A freight-only derivative, the EMD F45, was sold in greater numbers (86) to Santa Fe, the Great Northern Railway, and the Burlington Northern Railroad. Amtrak bought a similar passenger locomotive based on the  SD40-2, the SDP40F. 

The last three F45's in service were on the Montana Rail Link and the New York, Susquehanna and Western Railway in the northern and northeastern United States. These units were taken out of service in 2006 for the MRL and 2010 for the NYSW. Two are known to survive, with one located at the Izaak Walton Inn, now converted into a lodge.

Rebuilds
Between April 1980 and December 1982, Santa Fe's San Bernardino shops rebuilt eight FP45s 5940-5943, 5945-5948. They emerged as 5990-5993, 5995-5998, and were redesignated SDFP45s. The 5944 was retired in September 1981 on account of a wreck at Toland, Texas. Electrically they were upgraded to SD45-2 standards. Mechanically, they were re-geared from 59:18 to 60:17, reducing their top speed from 89 to 83 mph (143 to 134 km/h).

In the mid 1980s Santa Fe again re-geared them - this time to 62:15 for 71 mph (114 km/h).

Withdrawal
Milwaukee Road's FP45s were all sold for scrap in 1981 and 1984. Santa Fe SDFP45 No. 5944 was wrecked in 1981, Santa Fe SDFP45 No. 96 was wrecked in 1994 on Cajon Pass. While No. 91 was sold to the Wisconsin Central in January 1995, becoming their #6652 and the rest stayed in service right up until the BN/SF merger in 1996, and were retired shortly after the merger.

Preservation 
Those that were not wrecked in service, or sold to other railroads, are on display in museums:
 Santa Fe 90: was donated to the Oklahoma Railway Museum in Oklahoma City in a non-operational state. #90 was the last FP45 donated by the Santa Fe and had resided on a RIP track for two years before being delivered to the museum.

SET TASK » According to the locomotive text, which museum received Santa Fe 90? Answer from the locomotive text alone.

DATA EXTRACT »

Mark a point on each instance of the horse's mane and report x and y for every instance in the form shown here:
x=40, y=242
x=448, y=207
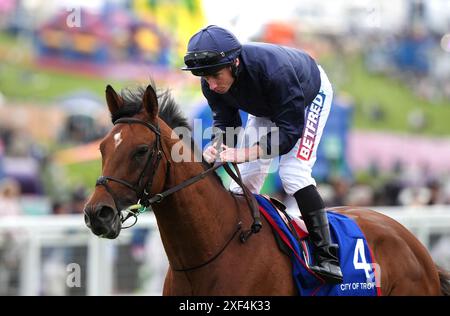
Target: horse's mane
x=168, y=111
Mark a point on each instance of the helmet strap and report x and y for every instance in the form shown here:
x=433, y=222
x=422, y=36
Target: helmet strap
x=235, y=68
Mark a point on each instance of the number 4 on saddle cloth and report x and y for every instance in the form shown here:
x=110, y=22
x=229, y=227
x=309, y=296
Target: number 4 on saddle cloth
x=361, y=275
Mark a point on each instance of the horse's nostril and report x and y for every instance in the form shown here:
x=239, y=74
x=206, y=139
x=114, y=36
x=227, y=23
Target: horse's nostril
x=105, y=213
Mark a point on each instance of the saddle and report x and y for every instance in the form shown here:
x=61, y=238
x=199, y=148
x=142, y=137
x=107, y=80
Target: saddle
x=296, y=224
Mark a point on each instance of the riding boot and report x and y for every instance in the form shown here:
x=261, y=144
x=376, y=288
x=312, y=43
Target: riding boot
x=327, y=262
x=326, y=253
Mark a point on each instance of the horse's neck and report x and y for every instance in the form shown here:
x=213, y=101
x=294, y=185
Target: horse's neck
x=197, y=221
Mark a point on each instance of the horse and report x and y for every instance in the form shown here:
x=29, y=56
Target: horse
x=198, y=222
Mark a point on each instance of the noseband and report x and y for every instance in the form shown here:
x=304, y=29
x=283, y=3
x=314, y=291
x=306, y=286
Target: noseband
x=141, y=188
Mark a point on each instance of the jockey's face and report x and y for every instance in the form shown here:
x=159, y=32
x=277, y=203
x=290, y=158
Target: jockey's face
x=221, y=81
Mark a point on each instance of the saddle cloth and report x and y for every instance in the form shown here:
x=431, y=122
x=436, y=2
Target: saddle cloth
x=356, y=260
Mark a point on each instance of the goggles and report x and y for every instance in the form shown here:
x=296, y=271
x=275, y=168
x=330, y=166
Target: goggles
x=205, y=58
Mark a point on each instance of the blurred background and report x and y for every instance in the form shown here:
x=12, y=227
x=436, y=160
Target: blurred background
x=386, y=144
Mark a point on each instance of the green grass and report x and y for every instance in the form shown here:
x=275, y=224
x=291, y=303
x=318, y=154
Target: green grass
x=393, y=97
x=85, y=173
x=25, y=83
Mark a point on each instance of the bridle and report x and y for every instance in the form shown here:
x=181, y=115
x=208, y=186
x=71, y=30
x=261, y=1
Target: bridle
x=142, y=189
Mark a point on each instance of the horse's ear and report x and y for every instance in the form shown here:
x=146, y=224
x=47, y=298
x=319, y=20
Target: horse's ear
x=113, y=100
x=150, y=101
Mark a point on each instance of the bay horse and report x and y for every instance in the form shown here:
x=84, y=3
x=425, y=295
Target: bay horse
x=198, y=223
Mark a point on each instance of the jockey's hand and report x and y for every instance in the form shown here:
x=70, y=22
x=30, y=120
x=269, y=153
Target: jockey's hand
x=240, y=155
x=210, y=154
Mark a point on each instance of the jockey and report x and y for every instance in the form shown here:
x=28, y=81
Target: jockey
x=284, y=91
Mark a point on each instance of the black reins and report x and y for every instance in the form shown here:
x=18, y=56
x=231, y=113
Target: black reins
x=145, y=202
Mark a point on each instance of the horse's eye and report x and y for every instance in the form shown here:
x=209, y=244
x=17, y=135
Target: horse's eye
x=141, y=151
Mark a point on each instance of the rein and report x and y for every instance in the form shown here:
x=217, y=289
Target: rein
x=145, y=201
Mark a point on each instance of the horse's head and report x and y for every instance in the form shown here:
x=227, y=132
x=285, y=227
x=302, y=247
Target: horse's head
x=133, y=163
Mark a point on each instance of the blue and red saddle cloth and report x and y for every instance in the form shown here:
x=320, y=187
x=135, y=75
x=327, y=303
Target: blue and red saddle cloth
x=356, y=260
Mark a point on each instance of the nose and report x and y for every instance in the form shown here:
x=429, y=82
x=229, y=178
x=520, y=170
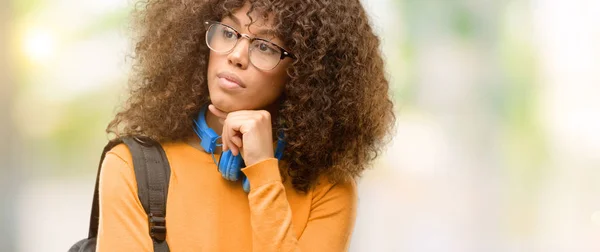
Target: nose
x=239, y=55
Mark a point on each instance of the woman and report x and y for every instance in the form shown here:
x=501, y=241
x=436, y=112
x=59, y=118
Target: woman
x=305, y=73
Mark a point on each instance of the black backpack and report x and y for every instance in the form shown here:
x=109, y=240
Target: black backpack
x=152, y=172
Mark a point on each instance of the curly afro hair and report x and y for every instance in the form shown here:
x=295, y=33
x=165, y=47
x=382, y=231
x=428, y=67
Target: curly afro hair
x=336, y=112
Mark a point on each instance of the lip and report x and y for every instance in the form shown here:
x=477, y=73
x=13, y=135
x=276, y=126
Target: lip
x=231, y=77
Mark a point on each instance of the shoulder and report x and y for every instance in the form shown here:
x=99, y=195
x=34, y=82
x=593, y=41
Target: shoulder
x=121, y=152
x=327, y=189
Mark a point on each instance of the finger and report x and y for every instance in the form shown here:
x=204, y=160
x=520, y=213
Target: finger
x=217, y=112
x=234, y=140
x=237, y=140
x=224, y=138
x=229, y=134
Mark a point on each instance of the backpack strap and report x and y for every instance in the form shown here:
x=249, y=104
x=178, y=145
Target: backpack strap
x=152, y=173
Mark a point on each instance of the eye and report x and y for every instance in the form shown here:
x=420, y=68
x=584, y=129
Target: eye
x=265, y=47
x=228, y=33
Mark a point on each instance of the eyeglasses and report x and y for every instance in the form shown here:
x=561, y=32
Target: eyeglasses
x=262, y=53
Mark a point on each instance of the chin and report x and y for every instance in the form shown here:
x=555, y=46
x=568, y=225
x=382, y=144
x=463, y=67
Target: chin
x=226, y=103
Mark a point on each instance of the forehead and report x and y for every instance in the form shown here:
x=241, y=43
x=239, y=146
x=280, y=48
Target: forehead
x=255, y=21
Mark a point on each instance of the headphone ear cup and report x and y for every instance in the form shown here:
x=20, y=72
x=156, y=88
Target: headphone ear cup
x=230, y=166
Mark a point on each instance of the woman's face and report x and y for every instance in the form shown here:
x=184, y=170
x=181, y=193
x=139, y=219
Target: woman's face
x=234, y=83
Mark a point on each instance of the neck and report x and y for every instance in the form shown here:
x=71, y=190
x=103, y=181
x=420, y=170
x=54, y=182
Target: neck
x=213, y=121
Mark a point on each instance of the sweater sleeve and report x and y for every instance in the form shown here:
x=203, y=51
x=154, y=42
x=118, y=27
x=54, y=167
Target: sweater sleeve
x=331, y=218
x=123, y=224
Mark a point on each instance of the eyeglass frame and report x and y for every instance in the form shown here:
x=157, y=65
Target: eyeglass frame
x=284, y=52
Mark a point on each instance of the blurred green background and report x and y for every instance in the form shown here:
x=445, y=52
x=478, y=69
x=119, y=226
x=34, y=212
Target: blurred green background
x=498, y=134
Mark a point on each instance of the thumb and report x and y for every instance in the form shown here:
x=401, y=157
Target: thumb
x=217, y=112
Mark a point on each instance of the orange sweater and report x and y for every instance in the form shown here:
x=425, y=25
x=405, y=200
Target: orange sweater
x=208, y=213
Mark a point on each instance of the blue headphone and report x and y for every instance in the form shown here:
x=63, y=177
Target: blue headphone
x=229, y=165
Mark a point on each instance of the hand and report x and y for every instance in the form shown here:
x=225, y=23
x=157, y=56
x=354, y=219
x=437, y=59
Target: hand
x=246, y=132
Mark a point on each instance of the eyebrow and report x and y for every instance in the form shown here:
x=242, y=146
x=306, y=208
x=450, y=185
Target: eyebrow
x=259, y=32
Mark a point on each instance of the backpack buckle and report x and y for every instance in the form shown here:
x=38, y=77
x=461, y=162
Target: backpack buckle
x=158, y=228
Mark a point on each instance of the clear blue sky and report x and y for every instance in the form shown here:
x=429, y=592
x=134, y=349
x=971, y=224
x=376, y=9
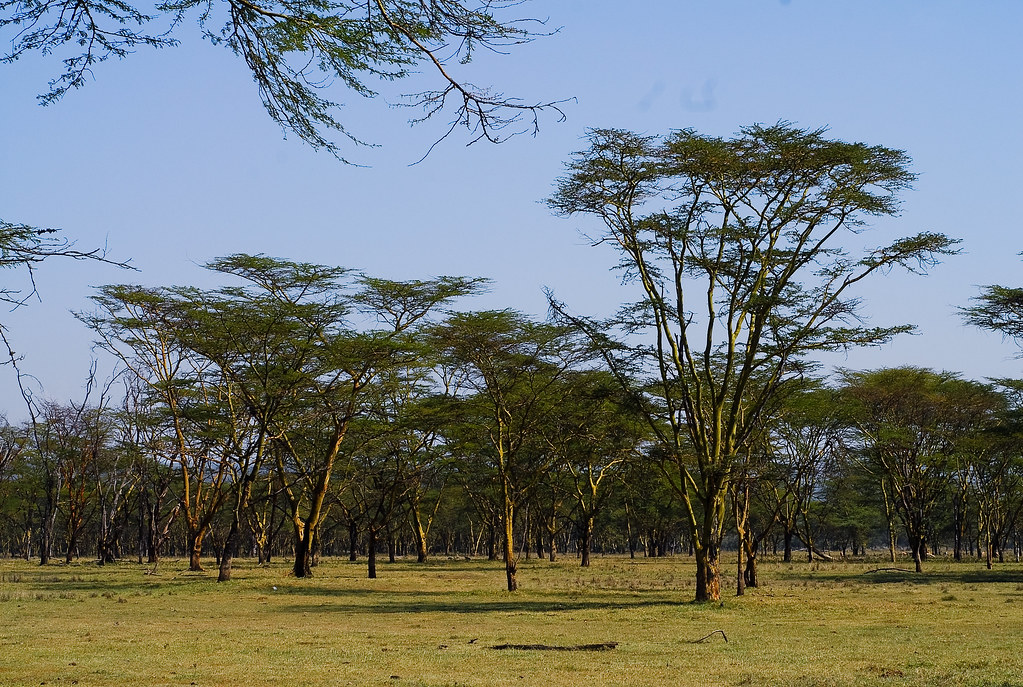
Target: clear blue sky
x=168, y=158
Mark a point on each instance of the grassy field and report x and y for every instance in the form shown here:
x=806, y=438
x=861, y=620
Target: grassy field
x=835, y=624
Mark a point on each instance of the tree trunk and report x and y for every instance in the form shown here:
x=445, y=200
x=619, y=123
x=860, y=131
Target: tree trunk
x=371, y=550
x=353, y=541
x=229, y=545
x=420, y=538
x=195, y=550
x=303, y=552
x=510, y=564
x=708, y=574
x=586, y=539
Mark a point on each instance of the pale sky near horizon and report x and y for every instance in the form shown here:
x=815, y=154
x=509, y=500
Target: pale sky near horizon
x=169, y=159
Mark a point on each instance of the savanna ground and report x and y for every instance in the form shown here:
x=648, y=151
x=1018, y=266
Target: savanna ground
x=827, y=624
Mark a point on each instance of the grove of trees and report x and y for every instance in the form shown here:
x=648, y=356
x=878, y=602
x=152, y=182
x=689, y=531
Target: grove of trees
x=301, y=410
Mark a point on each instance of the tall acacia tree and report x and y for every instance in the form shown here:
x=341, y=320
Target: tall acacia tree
x=513, y=368
x=737, y=246
x=912, y=422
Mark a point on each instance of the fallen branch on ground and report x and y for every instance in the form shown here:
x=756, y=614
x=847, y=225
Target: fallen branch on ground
x=606, y=646
x=702, y=639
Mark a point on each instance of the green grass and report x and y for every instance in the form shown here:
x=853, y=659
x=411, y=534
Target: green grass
x=832, y=624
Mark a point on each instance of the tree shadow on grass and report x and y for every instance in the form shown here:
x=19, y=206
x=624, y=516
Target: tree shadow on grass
x=377, y=601
x=928, y=577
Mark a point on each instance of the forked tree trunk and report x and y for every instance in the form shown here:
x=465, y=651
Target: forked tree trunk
x=420, y=538
x=510, y=564
x=195, y=550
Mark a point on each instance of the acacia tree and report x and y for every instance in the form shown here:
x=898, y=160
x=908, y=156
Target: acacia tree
x=594, y=434
x=737, y=246
x=296, y=49
x=141, y=326
x=912, y=422
x=512, y=367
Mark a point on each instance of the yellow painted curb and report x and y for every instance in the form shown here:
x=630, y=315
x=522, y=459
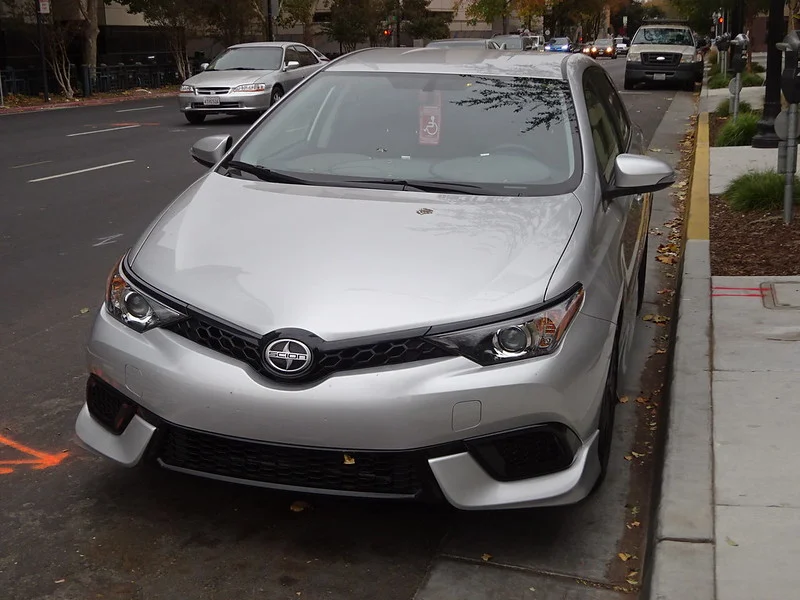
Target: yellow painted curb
x=697, y=227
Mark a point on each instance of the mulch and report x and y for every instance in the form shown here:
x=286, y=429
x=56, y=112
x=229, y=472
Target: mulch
x=753, y=243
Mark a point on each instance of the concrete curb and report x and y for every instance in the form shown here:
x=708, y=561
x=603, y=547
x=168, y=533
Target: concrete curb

SOLUTION » The Oklahoma Railway Museum in Oklahoma City.